Output the passage about the recovered Nike Smoke word for word, from "As I related" down to "looks structurally solid.".

* **SOURCE DOCUMENT**:
--- --- ---
As I related earlier, my second Nike Smoke went into the trees and was lost. Or so I thought (again).

It was intact, descending on parachute with nose cone all attached when it went into the trees after its second flight. I gave it up for lost (as I did for the first one) especially as that night it rained a hurricane and it got a drenching in whatever tree it was in.

Well, again to my surprise, my brother-in-law found it on the ground a couple of days later, sans nose cone and shock cord. How it got down and how the shock cord came away I can't even guess. But there it was.

Upon examination, the body looked pretty good, despite the really serious Florida thunderstorm drenching it endured. The back end---the engine mount--feels really heavy as it obviously has absorbed a lot of water and when I stand it on end, water still pours out of it.

Yet, overall, it looks structurally solid.
--- --- ---
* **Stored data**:
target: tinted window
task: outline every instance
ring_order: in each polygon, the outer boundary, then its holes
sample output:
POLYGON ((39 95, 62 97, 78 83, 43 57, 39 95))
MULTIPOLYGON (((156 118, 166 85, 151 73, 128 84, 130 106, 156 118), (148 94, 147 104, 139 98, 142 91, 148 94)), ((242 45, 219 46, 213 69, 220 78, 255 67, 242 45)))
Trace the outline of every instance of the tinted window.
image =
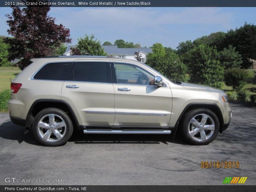
POLYGON ((125 63, 115 63, 117 83, 153 85, 154 76, 140 67, 125 63))
POLYGON ((51 63, 44 65, 34 76, 36 79, 71 79, 72 62, 51 63))
POLYGON ((107 83, 107 63, 76 62, 75 63, 73 80, 77 81, 107 83))

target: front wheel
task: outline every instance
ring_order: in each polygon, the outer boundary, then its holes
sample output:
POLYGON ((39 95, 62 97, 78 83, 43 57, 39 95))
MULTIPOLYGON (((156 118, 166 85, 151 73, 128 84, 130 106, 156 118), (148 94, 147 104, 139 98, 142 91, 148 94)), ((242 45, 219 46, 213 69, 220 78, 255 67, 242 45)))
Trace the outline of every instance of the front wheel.
POLYGON ((197 145, 207 145, 213 141, 220 130, 220 122, 212 111, 199 108, 189 111, 182 124, 184 138, 197 145))
POLYGON ((73 132, 70 118, 62 110, 54 108, 43 109, 36 116, 33 132, 44 145, 56 146, 65 144, 73 132))

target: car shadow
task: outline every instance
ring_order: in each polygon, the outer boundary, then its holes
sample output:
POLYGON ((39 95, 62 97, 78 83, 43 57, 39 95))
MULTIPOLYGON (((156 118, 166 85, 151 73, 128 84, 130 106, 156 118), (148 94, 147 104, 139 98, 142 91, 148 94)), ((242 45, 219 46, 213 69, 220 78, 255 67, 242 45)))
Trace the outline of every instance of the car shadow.
MULTIPOLYGON (((3 139, 16 140, 19 143, 25 142, 36 145, 42 145, 37 141, 31 130, 24 134, 24 127, 15 125, 11 121, 3 123, 0 125, 0 137, 3 139)), ((179 137, 175 139, 170 135, 149 135, 132 134, 84 134, 81 132, 74 132, 68 142, 76 144, 159 144, 168 145, 171 143, 188 145, 187 143, 179 137)))

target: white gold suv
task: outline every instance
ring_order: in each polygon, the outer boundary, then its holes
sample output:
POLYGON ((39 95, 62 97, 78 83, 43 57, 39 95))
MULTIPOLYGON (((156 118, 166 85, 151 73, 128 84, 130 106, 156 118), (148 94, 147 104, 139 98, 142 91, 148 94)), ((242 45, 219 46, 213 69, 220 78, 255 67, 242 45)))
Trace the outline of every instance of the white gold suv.
POLYGON ((13 123, 31 127, 48 146, 84 133, 170 134, 195 145, 229 124, 225 92, 168 79, 146 65, 112 57, 33 59, 11 83, 13 123))

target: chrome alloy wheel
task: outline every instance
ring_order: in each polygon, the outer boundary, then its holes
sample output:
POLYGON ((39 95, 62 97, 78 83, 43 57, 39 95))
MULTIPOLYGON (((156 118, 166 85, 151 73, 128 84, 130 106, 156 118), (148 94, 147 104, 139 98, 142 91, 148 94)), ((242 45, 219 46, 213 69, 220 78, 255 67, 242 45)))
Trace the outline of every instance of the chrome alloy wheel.
POLYGON ((191 119, 188 129, 189 135, 192 139, 197 141, 205 141, 212 136, 215 125, 209 115, 199 114, 191 119))
POLYGON ((39 121, 37 131, 40 136, 47 141, 60 140, 66 133, 65 122, 60 116, 55 114, 45 115, 39 121))

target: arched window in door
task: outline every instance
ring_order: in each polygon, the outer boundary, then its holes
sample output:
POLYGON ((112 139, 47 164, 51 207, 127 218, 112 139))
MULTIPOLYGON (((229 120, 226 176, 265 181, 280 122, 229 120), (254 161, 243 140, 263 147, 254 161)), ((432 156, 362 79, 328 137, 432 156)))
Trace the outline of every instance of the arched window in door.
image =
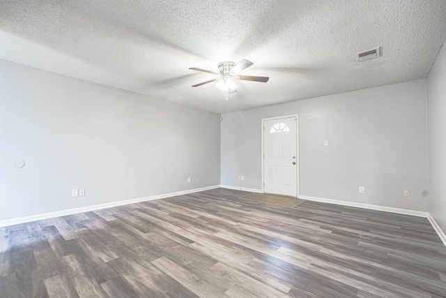
POLYGON ((272 126, 270 131, 270 133, 286 133, 287 131, 290 131, 290 128, 286 126, 286 124, 279 122, 272 126))

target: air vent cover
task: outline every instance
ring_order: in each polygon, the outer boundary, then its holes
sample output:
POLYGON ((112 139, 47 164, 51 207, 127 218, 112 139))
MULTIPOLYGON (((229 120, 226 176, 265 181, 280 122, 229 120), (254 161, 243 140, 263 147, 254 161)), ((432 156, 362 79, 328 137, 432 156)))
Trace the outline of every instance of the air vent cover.
POLYGON ((356 53, 356 59, 358 62, 374 59, 375 58, 378 58, 380 57, 381 57, 381 51, 380 47, 356 53))

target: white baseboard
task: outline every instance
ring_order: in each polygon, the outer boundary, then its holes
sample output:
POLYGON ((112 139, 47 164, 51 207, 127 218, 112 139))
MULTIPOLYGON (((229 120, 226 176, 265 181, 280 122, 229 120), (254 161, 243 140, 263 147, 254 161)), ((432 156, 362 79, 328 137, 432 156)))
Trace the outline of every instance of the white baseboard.
POLYGON ((97 205, 86 206, 84 207, 74 208, 67 210, 57 211, 30 216, 20 217, 18 218, 6 219, 0 221, 0 228, 7 225, 17 225, 19 223, 29 223, 31 221, 40 221, 42 219, 52 218, 54 217, 64 216, 66 215, 75 214, 77 213, 87 212, 105 208, 114 207, 116 206, 126 205, 128 204, 139 203, 141 202, 151 201, 152 200, 163 199, 165 198, 175 197, 176 195, 186 195, 187 193, 197 193, 199 191, 208 191, 209 189, 218 188, 220 185, 202 187, 200 188, 189 189, 187 191, 177 191, 175 193, 164 193, 162 195, 151 195, 149 197, 139 198, 137 199, 125 200, 123 201, 112 202, 97 205))
POLYGON ((435 219, 432 217, 431 214, 428 214, 427 219, 429 221, 429 223, 431 223, 431 225, 432 225, 432 227, 433 227, 433 230, 437 232, 437 234, 441 239, 441 241, 445 244, 445 246, 446 246, 446 234, 445 234, 443 230, 441 230, 441 228, 440 228, 440 225, 438 225, 437 222, 435 221, 435 219))
POLYGON ((311 197, 309 195, 299 195, 300 199, 308 200, 309 201, 321 202, 323 203, 335 204, 337 205, 348 206, 351 207, 364 208, 371 210, 383 211, 385 212, 397 213, 399 214, 411 215, 413 216, 426 218, 429 213, 420 211, 409 210, 400 208, 387 207, 385 206, 372 205, 369 204, 355 203, 353 202, 340 201, 338 200, 325 199, 323 198, 311 197))
POLYGON ((261 189, 257 188, 248 188, 247 187, 240 187, 240 186, 232 186, 230 185, 220 185, 220 187, 223 188, 229 188, 229 189, 235 189, 236 191, 249 191, 251 193, 263 193, 263 191, 261 189))

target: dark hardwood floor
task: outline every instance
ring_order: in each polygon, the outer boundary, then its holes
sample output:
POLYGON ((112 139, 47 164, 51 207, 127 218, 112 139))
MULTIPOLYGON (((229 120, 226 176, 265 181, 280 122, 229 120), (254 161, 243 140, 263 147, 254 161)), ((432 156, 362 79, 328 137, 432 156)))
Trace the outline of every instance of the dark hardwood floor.
POLYGON ((446 297, 446 248, 427 219, 248 193, 1 228, 0 297, 446 297))

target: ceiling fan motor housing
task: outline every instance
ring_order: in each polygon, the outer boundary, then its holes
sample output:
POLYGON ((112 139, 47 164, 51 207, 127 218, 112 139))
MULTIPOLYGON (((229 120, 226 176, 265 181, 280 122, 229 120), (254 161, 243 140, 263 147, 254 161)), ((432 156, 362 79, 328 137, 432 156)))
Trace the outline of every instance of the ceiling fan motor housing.
POLYGON ((220 75, 228 75, 231 70, 236 66, 236 64, 231 61, 224 61, 218 64, 218 69, 220 75))

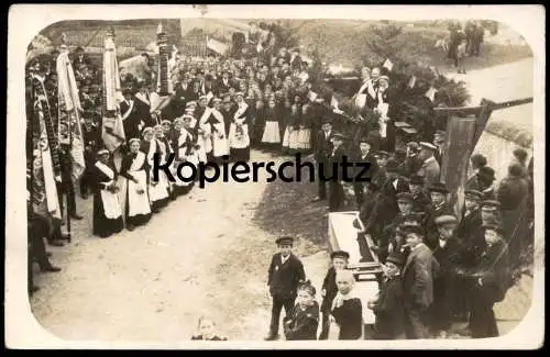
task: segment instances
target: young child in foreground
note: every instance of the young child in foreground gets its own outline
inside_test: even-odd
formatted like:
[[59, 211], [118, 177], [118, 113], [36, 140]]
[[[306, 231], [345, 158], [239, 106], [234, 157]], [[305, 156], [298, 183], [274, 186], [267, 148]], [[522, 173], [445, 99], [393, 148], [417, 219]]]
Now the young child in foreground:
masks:
[[338, 293], [332, 301], [329, 320], [340, 330], [338, 339], [360, 339], [363, 336], [363, 306], [353, 289], [354, 283], [355, 278], [350, 270], [337, 271]]
[[293, 313], [283, 321], [287, 341], [317, 339], [319, 304], [315, 299], [315, 287], [309, 280], [298, 287], [298, 297]]
[[394, 253], [386, 259], [384, 280], [377, 301], [370, 301], [367, 308], [376, 315], [374, 325], [375, 339], [405, 338], [405, 312], [403, 310], [403, 290], [400, 270], [403, 255]]
[[216, 323], [213, 320], [201, 316], [198, 324], [198, 335], [191, 337], [194, 341], [228, 341], [226, 337], [220, 337], [216, 334]]
[[332, 300], [338, 293], [337, 271], [345, 269], [345, 267], [348, 266], [350, 254], [348, 252], [337, 250], [332, 253], [330, 258], [332, 259], [332, 266], [327, 271], [327, 276], [324, 276], [321, 290], [322, 328], [321, 334], [319, 335], [319, 339], [327, 339], [327, 337], [329, 336], [330, 309], [332, 306]]

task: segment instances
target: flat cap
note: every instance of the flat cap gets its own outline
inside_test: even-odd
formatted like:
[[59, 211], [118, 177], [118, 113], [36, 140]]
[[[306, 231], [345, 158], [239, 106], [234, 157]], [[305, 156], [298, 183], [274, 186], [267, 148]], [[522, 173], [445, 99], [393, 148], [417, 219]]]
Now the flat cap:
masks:
[[420, 176], [417, 174], [410, 175], [409, 183], [410, 185], [424, 185], [424, 176]]
[[501, 208], [501, 202], [496, 200], [485, 200], [482, 202], [482, 209], [499, 209]]
[[444, 186], [444, 183], [441, 182], [432, 182], [429, 187], [428, 190], [430, 192], [441, 192], [441, 193], [449, 193], [449, 190]]
[[427, 143], [427, 142], [420, 142], [420, 148], [428, 148], [428, 149], [431, 149], [431, 150], [437, 150], [438, 147], [431, 143]]
[[289, 245], [293, 245], [294, 243], [294, 238], [290, 237], [290, 236], [284, 236], [284, 237], [278, 237], [275, 243], [277, 243], [277, 245], [283, 245], [283, 244], [289, 244]]
[[415, 198], [410, 192], [400, 192], [397, 193], [397, 202], [414, 202]]
[[454, 215], [451, 214], [443, 214], [440, 216], [437, 216], [435, 220], [436, 224], [442, 225], [442, 224], [457, 224], [459, 223], [459, 220]]
[[330, 258], [331, 259], [334, 259], [334, 258], [349, 259], [350, 258], [350, 254], [348, 252], [344, 252], [344, 250], [336, 250], [336, 252], [332, 252], [332, 254], [330, 255]]
[[398, 267], [402, 267], [403, 264], [405, 263], [405, 259], [403, 257], [402, 254], [397, 254], [397, 253], [392, 253], [387, 258], [386, 258], [386, 261], [387, 263], [393, 263], [395, 264], [396, 266]]
[[468, 198], [471, 198], [471, 199], [476, 199], [476, 200], [481, 200], [483, 198], [483, 193], [481, 191], [477, 191], [477, 190], [464, 190], [464, 194], [468, 197]]
[[386, 171], [387, 172], [397, 172], [399, 171], [399, 163], [397, 160], [391, 158], [386, 163]]

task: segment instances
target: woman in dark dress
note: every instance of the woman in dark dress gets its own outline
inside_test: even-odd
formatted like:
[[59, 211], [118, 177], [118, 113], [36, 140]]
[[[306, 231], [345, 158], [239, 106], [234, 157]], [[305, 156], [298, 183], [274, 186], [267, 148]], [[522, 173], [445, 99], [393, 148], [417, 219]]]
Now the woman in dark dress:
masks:
[[117, 169], [109, 161], [109, 150], [98, 152], [98, 161], [91, 168], [94, 186], [94, 222], [92, 233], [107, 238], [123, 228], [122, 209], [117, 186]]
[[332, 300], [330, 322], [340, 328], [338, 339], [360, 339], [363, 336], [363, 306], [353, 290], [354, 283], [350, 270], [337, 271], [338, 293]]
[[127, 228], [133, 231], [151, 219], [148, 201], [148, 164], [145, 154], [140, 152], [140, 140], [131, 138], [130, 153], [122, 158], [120, 176], [127, 178], [127, 204], [124, 216]]
[[287, 341], [317, 339], [319, 304], [315, 300], [315, 293], [309, 280], [298, 287], [296, 305], [292, 315], [283, 322]]

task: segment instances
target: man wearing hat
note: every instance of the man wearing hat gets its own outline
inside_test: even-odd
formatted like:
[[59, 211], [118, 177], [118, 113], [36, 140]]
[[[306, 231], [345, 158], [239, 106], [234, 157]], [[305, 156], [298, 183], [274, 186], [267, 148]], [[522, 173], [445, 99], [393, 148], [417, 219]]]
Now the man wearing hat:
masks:
[[429, 338], [429, 308], [433, 303], [433, 276], [439, 264], [424, 243], [424, 228], [404, 226], [406, 246], [410, 249], [402, 271], [405, 333], [408, 339]]
[[306, 272], [300, 259], [292, 253], [294, 238], [283, 236], [276, 239], [279, 253], [272, 257], [267, 272], [267, 287], [273, 300], [272, 320], [270, 333], [266, 341], [278, 337], [280, 322], [280, 310], [285, 308], [285, 314], [290, 316], [296, 299], [296, 290], [300, 281], [306, 280]]
[[498, 225], [484, 224], [486, 248], [474, 269], [460, 270], [472, 286], [469, 330], [473, 338], [497, 337], [493, 305], [503, 301], [512, 286], [508, 268], [508, 247]]
[[332, 135], [332, 150], [327, 163], [327, 171], [330, 175], [326, 177], [326, 179], [329, 179], [329, 212], [337, 212], [343, 204], [345, 198], [342, 187], [342, 180], [344, 178], [342, 161], [343, 157], [346, 156], [343, 147], [344, 140], [345, 136], [341, 133], [334, 133]]
[[436, 217], [438, 238], [433, 243], [433, 257], [440, 269], [433, 281], [433, 304], [431, 305], [431, 328], [435, 335], [446, 334], [451, 326], [457, 302], [457, 278], [454, 271], [460, 264], [459, 242], [455, 231], [459, 221], [454, 215]]
[[454, 214], [453, 209], [447, 202], [449, 190], [441, 182], [433, 182], [428, 187], [430, 192], [431, 209], [426, 216], [426, 231], [429, 237], [437, 236], [436, 217], [443, 214]]
[[328, 177], [329, 155], [332, 153], [332, 121], [328, 116], [322, 118], [321, 130], [317, 133], [316, 145], [314, 146], [315, 160], [317, 163], [318, 197], [316, 201], [327, 199], [327, 182], [320, 179], [321, 164], [324, 177]]
[[403, 308], [403, 283], [400, 271], [404, 265], [400, 254], [391, 254], [383, 266], [384, 280], [378, 299], [370, 301], [367, 308], [376, 315], [375, 339], [404, 339], [405, 310]]
[[322, 312], [322, 327], [319, 339], [327, 339], [329, 335], [329, 315], [332, 306], [332, 300], [338, 293], [337, 287], [337, 271], [345, 269], [348, 267], [348, 260], [350, 259], [350, 254], [343, 250], [332, 252], [330, 255], [332, 266], [327, 271], [324, 280], [322, 281], [321, 288], [321, 312]]
[[431, 200], [424, 192], [424, 177], [413, 174], [409, 178], [409, 191], [413, 194], [413, 211], [428, 212]]
[[420, 142], [420, 153], [418, 153], [418, 158], [422, 160], [422, 166], [417, 174], [424, 177], [426, 186], [432, 182], [439, 182], [441, 169], [436, 160], [436, 157], [433, 156], [436, 150], [436, 145]]
[[[374, 157], [372, 150], [372, 143], [366, 137], [363, 136], [359, 140], [359, 153], [354, 153], [352, 157], [352, 163], [355, 164], [355, 168], [353, 170], [353, 178], [369, 178], [371, 179], [377, 170], [376, 158]], [[365, 167], [366, 170], [365, 170]], [[353, 182], [353, 190], [355, 193], [355, 201], [358, 203], [358, 209], [361, 209], [361, 205], [364, 201], [364, 183], [365, 182]]]
[[525, 179], [524, 167], [517, 163], [509, 165], [508, 175], [498, 185], [496, 197], [501, 202], [504, 241], [509, 244], [510, 264], [514, 268], [519, 266], [521, 244], [528, 234], [528, 193], [529, 183]]
[[446, 144], [446, 132], [442, 130], [437, 130], [436, 133], [433, 134], [433, 145], [436, 145], [437, 147], [436, 152], [433, 153], [433, 157], [436, 157], [436, 160], [438, 161], [440, 167], [443, 159], [444, 144]]

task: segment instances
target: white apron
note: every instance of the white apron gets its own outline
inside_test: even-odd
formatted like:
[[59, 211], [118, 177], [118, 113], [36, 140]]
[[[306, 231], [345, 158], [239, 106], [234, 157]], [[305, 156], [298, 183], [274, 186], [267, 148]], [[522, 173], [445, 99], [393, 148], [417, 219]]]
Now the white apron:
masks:
[[[132, 175], [136, 180], [135, 183], [132, 180], [128, 180], [128, 215], [134, 216], [139, 214], [150, 214], [151, 205], [148, 202], [147, 193], [147, 172], [141, 169], [143, 163], [145, 161], [145, 154], [138, 153], [128, 172]], [[144, 190], [143, 193], [138, 193], [138, 190]]]
[[222, 157], [229, 155], [229, 141], [226, 134], [226, 121], [223, 115], [216, 109], [211, 110], [212, 115], [219, 121], [219, 123], [213, 124], [215, 132], [212, 133], [212, 146], [213, 156]]
[[246, 103], [239, 104], [234, 121], [229, 126], [229, 146], [232, 148], [246, 148], [250, 146], [249, 125], [244, 122], [246, 118], [242, 116], [248, 108]]
[[[156, 152], [156, 145], [160, 145], [156, 138], [151, 141], [151, 146], [148, 148], [147, 161], [151, 166], [151, 183], [148, 185], [148, 199], [150, 202], [155, 202], [168, 198], [168, 180], [166, 179], [166, 174], [158, 170], [158, 182], [153, 185], [153, 154]], [[161, 155], [161, 163], [164, 163], [164, 154]]]
[[[107, 177], [110, 178], [109, 181], [101, 182], [101, 183], [111, 185], [113, 182], [113, 179], [114, 179], [114, 172], [112, 171], [112, 169], [109, 166], [101, 164], [100, 161], [96, 163], [96, 167], [101, 172], [107, 175]], [[101, 194], [101, 202], [103, 203], [105, 216], [109, 220], [116, 220], [116, 219], [122, 216], [122, 209], [120, 207], [119, 194], [109, 192], [106, 189], [101, 189], [100, 194]]]

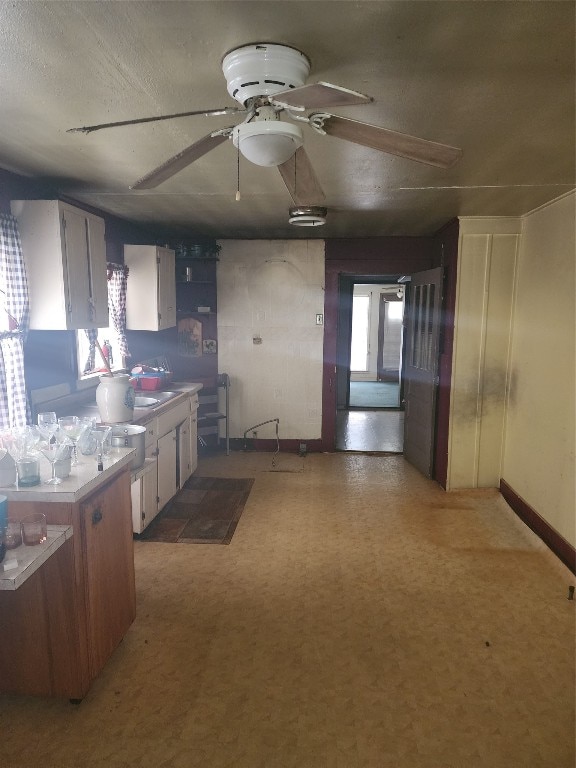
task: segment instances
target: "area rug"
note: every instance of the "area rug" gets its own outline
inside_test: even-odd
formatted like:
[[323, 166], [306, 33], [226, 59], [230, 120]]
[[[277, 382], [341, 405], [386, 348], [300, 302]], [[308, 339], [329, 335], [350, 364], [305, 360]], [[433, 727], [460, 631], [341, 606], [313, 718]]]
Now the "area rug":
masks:
[[192, 476], [141, 534], [141, 541], [230, 544], [254, 478]]
[[388, 381], [351, 381], [351, 408], [398, 408], [400, 386]]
--- --- ---
* **THE REPLY**:
As I related earlier, my second Nike Smoke went into the trees and was lost. Or so I thought (again).

It was intact, descending on parachute with nose cone all attached when it went into the trees after its second flight. I gave it up for lost (as I did for the first one) especially as that night it rained a hurricane and it got a drenching in whatever tree it was in.

Well, again to my surprise, my brother-in-law found it on the ground a couple of days later, sans nose cone and shock cord. How it got down and how the shock cord came away I can't even guess. But there it was.

Upon examination, the body looked pretty good, despite the really serious Florida thunderstorm drenching it endured. The back end---the engine mount--feels really heavy as it obviously has absorbed a lot of water and when I stand it on end, water still pours out of it.

Yet, overall, it looks structurally solid.